EXERCISE DETAILS
The expected output is every entry, copied exactly.

%%

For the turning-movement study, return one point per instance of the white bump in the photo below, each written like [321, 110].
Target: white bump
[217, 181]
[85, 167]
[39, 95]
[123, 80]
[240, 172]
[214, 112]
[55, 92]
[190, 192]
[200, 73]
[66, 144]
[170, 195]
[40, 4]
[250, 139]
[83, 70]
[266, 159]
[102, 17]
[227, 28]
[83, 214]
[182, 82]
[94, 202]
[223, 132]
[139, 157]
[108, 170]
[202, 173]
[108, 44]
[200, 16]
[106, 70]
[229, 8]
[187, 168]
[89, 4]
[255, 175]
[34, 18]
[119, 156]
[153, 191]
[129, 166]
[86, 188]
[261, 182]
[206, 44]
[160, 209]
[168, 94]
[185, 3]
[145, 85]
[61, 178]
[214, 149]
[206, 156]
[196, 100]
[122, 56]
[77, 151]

%%

TASK SOLUTION
For the turning-movement study, return one point per instance of the white bump in the photo below, each written like [321, 110].
Target: white bump
[217, 181]
[85, 167]
[39, 95]
[123, 80]
[240, 172]
[214, 112]
[55, 92]
[190, 192]
[200, 73]
[66, 144]
[170, 195]
[40, 4]
[250, 139]
[83, 70]
[266, 159]
[102, 17]
[227, 28]
[83, 214]
[182, 82]
[94, 202]
[223, 132]
[139, 157]
[108, 170]
[202, 173]
[108, 44]
[200, 16]
[106, 70]
[229, 8]
[187, 168]
[89, 4]
[255, 175]
[34, 18]
[119, 156]
[153, 191]
[129, 166]
[86, 188]
[261, 182]
[206, 44]
[160, 209]
[168, 94]
[185, 3]
[145, 85]
[61, 178]
[214, 149]
[206, 156]
[196, 100]
[122, 56]
[77, 151]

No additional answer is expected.